[Start of TASK INPUTS]
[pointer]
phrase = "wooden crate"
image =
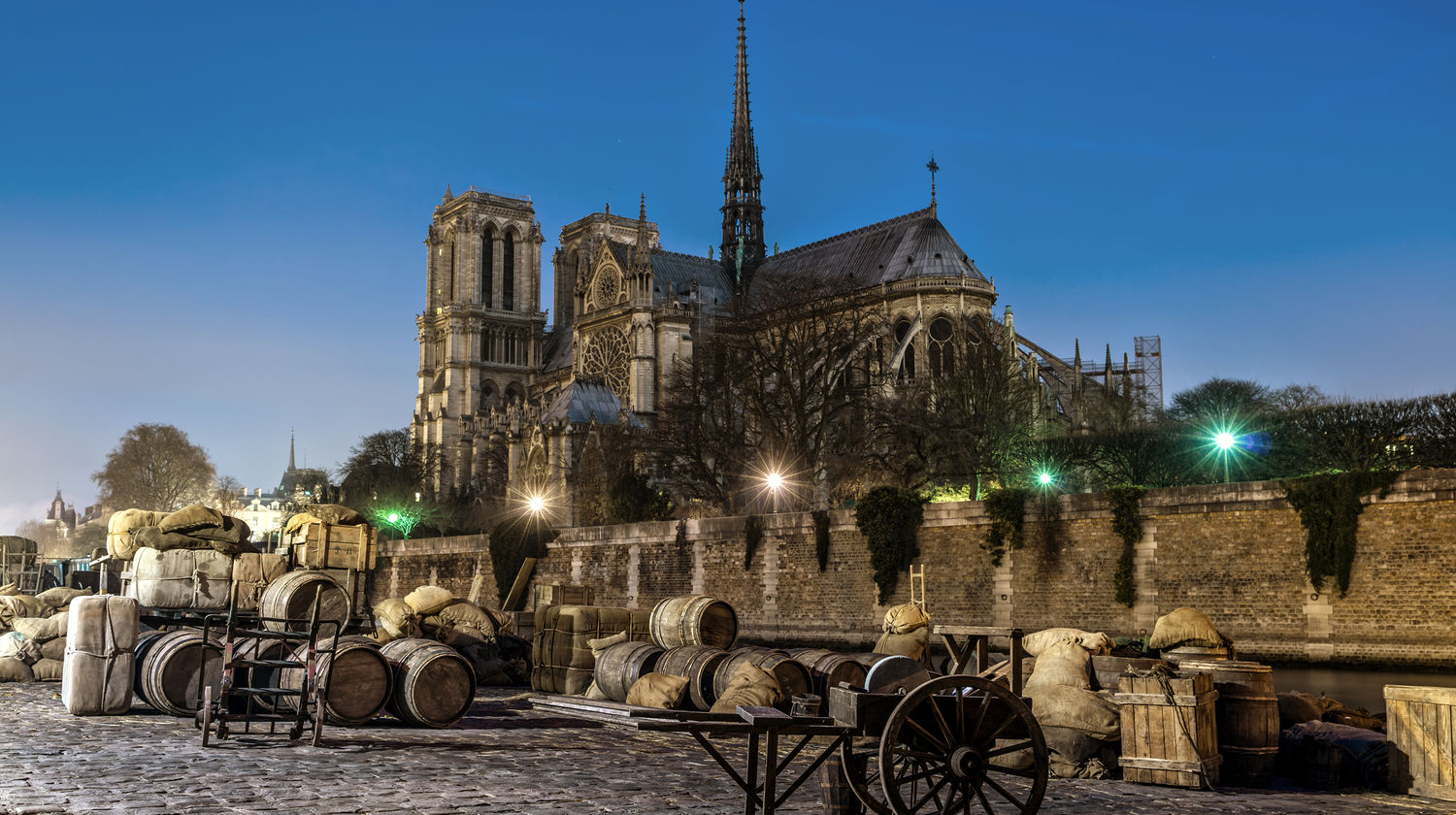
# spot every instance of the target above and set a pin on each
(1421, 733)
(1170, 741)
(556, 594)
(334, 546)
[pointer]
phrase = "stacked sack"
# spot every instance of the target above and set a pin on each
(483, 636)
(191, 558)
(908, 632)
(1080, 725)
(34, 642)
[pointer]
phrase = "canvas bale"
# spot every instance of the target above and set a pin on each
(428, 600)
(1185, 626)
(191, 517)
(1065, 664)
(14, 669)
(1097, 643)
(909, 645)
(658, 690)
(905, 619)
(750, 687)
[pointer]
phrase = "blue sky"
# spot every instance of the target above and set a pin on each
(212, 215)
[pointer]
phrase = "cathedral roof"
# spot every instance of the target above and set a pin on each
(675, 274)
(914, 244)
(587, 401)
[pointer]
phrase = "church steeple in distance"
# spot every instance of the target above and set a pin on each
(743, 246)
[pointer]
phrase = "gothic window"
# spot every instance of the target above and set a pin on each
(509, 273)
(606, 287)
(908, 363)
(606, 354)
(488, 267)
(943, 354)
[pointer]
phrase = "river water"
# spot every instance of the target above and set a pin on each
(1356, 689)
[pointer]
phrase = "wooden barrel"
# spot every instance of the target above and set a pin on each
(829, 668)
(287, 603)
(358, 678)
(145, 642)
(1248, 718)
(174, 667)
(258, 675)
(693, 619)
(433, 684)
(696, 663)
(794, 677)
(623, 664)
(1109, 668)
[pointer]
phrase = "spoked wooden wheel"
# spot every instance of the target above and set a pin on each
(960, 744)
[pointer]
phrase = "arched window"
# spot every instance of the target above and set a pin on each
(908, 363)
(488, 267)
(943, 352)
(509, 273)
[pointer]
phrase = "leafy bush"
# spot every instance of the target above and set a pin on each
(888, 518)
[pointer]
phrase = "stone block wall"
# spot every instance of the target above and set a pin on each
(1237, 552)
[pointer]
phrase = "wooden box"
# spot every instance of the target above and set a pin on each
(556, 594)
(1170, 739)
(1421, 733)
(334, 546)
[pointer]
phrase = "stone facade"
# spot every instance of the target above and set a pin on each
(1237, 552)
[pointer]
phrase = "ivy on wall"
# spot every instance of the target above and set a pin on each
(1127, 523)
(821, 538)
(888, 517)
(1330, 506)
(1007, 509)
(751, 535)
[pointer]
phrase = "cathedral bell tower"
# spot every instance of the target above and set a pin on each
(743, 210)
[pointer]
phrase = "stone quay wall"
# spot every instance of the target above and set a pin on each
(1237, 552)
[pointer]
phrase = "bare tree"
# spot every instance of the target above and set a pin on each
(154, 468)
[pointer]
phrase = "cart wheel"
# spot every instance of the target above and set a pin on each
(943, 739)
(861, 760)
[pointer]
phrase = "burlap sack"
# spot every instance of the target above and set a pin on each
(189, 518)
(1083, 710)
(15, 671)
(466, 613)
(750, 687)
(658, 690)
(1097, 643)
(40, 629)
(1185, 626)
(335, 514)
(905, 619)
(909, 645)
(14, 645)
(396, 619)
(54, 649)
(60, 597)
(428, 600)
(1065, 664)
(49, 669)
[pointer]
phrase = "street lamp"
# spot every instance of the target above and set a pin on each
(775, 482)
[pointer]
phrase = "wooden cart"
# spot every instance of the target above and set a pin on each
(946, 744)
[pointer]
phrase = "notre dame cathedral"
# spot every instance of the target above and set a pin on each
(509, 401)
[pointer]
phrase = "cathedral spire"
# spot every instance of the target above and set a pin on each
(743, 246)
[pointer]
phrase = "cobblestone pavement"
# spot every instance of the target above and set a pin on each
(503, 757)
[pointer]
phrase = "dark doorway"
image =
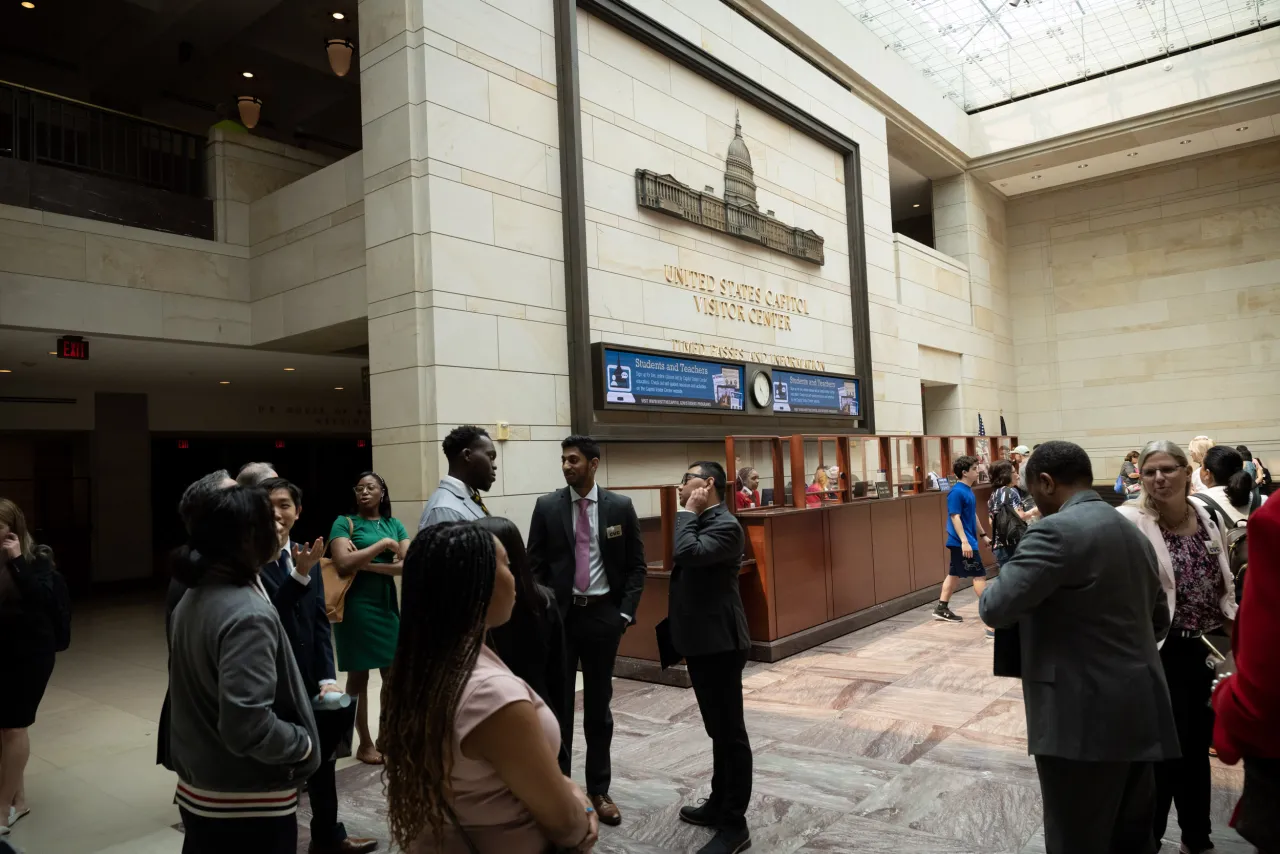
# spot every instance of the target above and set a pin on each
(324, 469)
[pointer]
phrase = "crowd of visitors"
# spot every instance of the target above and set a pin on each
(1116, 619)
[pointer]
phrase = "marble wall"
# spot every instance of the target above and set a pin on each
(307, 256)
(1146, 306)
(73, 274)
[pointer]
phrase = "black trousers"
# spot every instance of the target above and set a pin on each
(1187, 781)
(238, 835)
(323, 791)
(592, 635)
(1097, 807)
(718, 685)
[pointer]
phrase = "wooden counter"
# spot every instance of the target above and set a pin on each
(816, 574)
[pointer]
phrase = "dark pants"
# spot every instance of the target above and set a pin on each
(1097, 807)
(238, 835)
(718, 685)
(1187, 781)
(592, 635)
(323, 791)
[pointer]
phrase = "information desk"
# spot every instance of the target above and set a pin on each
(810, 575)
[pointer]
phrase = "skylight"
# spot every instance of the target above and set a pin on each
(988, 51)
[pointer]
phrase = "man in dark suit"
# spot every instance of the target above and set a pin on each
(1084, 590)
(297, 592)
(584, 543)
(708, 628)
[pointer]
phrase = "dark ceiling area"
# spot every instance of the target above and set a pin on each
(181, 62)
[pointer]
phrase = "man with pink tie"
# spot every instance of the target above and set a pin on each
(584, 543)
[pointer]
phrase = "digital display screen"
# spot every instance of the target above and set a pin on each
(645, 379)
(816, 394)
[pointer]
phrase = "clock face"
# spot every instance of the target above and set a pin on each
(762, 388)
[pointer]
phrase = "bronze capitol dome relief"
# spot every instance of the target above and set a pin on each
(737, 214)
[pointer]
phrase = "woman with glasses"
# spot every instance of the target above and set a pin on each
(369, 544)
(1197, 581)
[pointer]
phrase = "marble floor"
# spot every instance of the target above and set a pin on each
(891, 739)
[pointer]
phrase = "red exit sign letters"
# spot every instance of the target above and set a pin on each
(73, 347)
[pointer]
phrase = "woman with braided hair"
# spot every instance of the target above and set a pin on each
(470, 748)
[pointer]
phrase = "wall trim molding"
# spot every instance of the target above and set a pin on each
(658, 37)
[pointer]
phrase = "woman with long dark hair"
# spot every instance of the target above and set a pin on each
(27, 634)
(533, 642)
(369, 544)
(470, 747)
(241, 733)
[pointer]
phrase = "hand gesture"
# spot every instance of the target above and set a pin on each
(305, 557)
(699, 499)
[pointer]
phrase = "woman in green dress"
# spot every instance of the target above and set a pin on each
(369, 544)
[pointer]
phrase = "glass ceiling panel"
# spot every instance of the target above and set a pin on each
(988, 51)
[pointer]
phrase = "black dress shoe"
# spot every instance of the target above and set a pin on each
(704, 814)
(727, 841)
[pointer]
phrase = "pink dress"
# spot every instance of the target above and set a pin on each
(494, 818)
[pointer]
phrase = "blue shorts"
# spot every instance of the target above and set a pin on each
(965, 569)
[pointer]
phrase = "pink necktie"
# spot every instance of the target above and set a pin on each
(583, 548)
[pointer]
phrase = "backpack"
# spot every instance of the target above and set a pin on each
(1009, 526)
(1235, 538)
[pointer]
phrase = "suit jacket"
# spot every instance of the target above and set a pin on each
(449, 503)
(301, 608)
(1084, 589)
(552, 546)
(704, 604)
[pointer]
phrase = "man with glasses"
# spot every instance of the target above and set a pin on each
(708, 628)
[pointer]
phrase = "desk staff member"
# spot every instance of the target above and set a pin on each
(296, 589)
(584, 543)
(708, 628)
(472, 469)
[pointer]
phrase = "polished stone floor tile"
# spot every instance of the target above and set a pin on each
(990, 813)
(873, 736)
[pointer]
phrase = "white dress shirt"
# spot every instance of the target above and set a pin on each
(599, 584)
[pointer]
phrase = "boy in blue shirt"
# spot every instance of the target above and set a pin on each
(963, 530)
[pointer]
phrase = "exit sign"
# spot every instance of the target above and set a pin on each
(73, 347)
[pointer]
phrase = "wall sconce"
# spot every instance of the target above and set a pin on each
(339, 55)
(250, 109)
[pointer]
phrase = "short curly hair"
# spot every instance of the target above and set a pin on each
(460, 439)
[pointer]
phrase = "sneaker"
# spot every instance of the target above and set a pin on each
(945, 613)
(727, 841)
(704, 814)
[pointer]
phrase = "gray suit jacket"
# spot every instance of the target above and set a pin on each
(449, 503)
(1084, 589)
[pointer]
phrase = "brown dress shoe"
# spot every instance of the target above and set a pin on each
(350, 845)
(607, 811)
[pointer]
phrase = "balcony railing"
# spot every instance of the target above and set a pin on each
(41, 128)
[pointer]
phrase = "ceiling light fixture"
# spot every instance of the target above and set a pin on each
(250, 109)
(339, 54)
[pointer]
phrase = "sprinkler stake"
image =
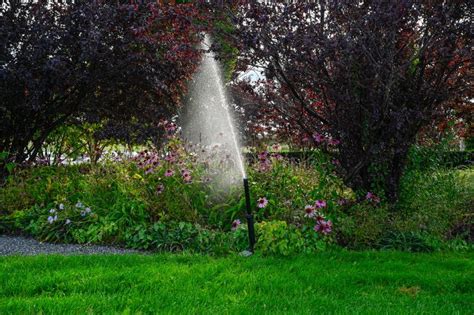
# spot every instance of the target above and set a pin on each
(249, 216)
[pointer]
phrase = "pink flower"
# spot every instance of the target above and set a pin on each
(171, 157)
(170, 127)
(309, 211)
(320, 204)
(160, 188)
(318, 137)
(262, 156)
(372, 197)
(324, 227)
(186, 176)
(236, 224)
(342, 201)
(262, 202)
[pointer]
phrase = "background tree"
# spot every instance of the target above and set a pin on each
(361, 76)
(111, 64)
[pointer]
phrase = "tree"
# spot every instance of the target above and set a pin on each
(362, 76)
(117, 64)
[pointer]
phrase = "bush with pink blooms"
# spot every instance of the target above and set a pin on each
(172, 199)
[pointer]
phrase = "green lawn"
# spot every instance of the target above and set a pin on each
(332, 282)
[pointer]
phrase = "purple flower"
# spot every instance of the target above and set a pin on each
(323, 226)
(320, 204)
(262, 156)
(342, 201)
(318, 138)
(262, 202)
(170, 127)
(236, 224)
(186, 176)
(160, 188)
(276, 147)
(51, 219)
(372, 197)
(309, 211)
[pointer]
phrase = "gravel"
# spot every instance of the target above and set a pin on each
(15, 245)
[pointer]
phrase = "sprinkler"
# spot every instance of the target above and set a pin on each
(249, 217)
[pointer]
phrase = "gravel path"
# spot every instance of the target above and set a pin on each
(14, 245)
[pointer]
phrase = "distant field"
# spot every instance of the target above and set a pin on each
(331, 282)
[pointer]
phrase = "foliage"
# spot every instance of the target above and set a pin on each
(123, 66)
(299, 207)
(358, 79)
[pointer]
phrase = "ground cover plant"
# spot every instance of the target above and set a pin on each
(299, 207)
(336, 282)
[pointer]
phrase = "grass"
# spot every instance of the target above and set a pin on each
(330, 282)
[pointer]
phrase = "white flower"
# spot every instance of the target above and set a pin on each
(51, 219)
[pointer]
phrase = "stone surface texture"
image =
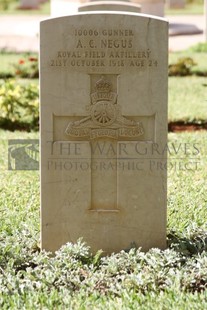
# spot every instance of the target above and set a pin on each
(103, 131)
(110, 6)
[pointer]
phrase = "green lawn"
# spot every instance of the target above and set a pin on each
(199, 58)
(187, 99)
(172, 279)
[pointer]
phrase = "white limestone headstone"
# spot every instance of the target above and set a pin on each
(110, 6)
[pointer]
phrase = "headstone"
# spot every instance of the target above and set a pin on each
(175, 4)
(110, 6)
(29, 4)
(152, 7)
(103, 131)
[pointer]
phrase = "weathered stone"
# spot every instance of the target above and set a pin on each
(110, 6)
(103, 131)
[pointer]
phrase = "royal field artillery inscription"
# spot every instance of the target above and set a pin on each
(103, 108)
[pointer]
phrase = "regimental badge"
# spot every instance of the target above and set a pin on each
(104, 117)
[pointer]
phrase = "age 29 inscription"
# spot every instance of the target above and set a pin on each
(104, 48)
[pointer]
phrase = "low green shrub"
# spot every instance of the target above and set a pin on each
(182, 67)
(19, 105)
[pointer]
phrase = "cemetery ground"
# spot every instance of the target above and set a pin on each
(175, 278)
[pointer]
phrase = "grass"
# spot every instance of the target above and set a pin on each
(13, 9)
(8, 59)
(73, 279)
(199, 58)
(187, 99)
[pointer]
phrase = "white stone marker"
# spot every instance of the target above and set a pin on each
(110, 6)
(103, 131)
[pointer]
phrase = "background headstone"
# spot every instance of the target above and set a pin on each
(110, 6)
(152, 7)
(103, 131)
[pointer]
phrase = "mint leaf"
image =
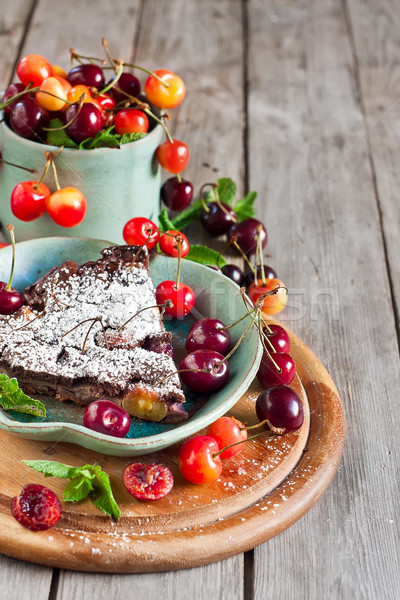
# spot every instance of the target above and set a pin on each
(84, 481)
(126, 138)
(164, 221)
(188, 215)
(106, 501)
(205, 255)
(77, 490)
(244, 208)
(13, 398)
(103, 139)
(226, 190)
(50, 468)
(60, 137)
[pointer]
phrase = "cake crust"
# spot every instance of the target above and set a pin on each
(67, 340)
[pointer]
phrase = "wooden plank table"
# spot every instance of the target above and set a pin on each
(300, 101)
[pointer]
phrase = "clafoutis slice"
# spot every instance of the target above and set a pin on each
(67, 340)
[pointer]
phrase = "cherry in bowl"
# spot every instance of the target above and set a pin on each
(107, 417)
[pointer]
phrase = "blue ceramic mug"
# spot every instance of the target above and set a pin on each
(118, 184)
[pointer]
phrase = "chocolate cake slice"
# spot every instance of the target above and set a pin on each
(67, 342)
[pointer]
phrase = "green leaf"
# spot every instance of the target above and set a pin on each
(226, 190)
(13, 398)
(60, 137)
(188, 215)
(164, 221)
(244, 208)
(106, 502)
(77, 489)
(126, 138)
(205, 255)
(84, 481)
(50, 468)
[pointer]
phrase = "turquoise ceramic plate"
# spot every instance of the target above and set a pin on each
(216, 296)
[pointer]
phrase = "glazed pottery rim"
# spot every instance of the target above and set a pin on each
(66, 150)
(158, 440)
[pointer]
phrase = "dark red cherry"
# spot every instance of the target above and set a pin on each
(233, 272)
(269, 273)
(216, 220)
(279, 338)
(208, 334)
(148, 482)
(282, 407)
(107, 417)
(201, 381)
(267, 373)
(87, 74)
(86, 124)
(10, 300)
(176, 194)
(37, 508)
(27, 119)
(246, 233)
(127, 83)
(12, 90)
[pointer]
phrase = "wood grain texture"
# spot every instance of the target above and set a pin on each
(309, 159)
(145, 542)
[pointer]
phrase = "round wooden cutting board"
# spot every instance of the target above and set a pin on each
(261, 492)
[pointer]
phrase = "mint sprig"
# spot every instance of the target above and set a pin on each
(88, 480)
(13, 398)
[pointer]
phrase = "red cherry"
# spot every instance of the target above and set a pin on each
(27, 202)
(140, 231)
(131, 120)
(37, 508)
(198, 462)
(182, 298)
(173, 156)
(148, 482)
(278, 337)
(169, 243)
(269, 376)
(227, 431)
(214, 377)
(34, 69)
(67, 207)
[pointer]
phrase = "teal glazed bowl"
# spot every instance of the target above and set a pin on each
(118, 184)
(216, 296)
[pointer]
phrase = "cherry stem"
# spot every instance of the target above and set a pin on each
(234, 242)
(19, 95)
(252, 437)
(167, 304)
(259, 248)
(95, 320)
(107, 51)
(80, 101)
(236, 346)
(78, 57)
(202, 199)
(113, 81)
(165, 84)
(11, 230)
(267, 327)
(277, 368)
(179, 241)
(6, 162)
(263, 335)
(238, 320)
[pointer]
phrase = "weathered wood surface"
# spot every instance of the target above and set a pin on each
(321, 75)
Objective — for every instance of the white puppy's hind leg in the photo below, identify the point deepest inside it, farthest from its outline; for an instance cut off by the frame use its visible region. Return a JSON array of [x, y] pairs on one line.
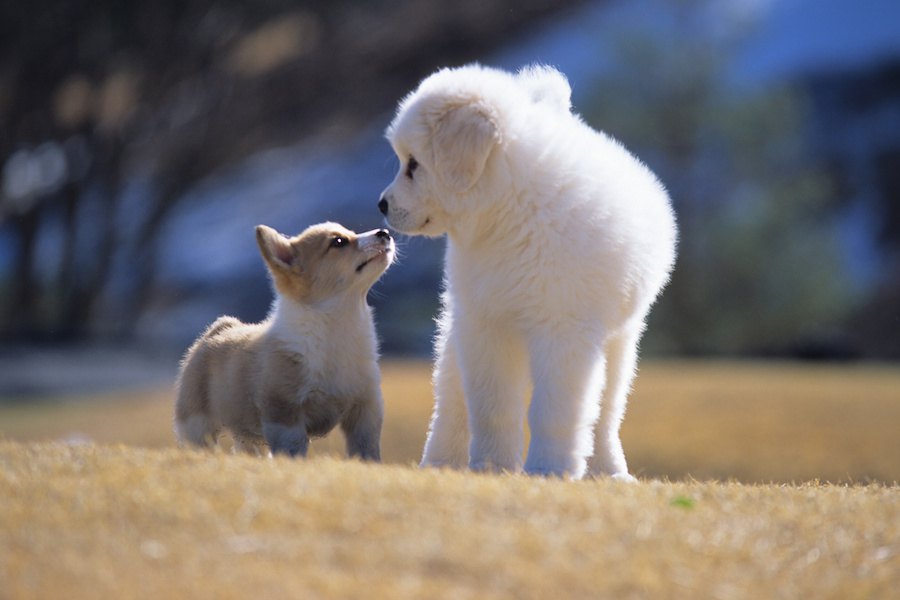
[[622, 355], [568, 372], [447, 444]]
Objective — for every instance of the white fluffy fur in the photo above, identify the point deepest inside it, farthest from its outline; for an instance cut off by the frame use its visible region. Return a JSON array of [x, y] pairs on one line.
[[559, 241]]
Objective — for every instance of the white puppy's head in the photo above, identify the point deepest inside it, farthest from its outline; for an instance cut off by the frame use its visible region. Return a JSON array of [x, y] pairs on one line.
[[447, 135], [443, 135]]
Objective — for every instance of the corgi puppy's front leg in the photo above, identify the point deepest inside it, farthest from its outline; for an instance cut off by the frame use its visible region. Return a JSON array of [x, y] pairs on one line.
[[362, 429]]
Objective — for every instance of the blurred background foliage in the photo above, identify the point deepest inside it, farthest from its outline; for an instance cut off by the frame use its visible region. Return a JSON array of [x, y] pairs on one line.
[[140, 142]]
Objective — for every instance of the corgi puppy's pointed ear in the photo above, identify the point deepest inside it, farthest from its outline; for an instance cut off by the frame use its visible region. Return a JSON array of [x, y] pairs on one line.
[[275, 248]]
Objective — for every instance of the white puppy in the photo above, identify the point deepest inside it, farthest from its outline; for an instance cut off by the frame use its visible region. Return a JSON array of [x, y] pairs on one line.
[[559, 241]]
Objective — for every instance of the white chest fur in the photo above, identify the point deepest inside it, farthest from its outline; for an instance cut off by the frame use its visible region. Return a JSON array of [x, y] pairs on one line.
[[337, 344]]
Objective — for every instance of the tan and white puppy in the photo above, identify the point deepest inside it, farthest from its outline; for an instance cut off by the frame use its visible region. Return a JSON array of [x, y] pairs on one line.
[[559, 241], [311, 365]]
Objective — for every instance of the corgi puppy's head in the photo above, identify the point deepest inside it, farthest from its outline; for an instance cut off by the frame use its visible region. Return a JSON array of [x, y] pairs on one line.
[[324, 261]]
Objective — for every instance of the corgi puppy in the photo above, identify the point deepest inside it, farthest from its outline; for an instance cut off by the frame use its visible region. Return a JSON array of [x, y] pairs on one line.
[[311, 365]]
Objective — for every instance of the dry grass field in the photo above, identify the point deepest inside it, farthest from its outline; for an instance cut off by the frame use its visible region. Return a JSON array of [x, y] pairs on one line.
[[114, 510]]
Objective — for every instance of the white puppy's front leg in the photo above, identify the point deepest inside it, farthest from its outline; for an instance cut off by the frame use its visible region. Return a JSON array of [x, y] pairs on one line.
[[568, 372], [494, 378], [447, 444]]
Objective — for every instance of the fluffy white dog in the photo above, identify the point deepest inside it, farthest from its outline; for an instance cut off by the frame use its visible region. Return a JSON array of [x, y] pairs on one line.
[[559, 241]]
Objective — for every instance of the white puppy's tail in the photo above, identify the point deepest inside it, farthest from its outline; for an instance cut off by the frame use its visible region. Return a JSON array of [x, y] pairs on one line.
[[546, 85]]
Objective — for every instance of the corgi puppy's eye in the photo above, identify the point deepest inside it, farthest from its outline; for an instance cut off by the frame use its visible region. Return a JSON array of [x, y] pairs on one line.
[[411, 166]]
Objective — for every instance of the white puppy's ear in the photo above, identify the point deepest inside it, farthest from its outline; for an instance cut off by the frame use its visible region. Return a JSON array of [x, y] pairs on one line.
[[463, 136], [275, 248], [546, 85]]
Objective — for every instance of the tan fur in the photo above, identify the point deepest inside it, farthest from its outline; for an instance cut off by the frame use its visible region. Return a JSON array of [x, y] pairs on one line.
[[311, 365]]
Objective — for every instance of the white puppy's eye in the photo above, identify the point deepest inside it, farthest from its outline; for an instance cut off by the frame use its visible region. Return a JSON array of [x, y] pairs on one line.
[End of TASK INPUTS]
> _WORK REQUIRED_: Could you retype everything from the start of the entries down to the line that contains "(1356, 689)", both ends included, without any pictures in your answer?

> _FULL RESPONSE_:
[pointer]
phrase = "wooden crate"
image =
# spot every instance of the target above and set a pin on each
(1421, 733)
(1170, 741)
(556, 594)
(334, 546)
[pointer]
phrase = "stacked sack"
# spot every instance of the target above and set a pin on each
(483, 636)
(191, 558)
(908, 632)
(1080, 725)
(34, 642)
[pointer]
phrase = "canvas bale"
# spot every instance of the target above and set a pin on each
(428, 600)
(1185, 626)
(191, 517)
(1065, 664)
(14, 669)
(1097, 643)
(909, 645)
(658, 690)
(905, 619)
(750, 687)
[pointer]
phrase = "blue sky"
# spot every instance of the target above and set a pin on each
(212, 215)
[pointer]
phrase = "cathedral roof"
# spot every instance of the target above and set a pin on each
(675, 274)
(914, 244)
(587, 401)
[pointer]
phrase = "church steeple in distance"
# spot every instance of the target above and set a pin on each
(743, 246)
[pointer]
phrase = "gothic window"
# spot every instance of the target above and set a pin on each
(509, 273)
(606, 287)
(908, 363)
(606, 354)
(488, 267)
(943, 354)
[pointer]
phrase = "river water"
# spot every instance of the target above and set a pin on each
(1356, 689)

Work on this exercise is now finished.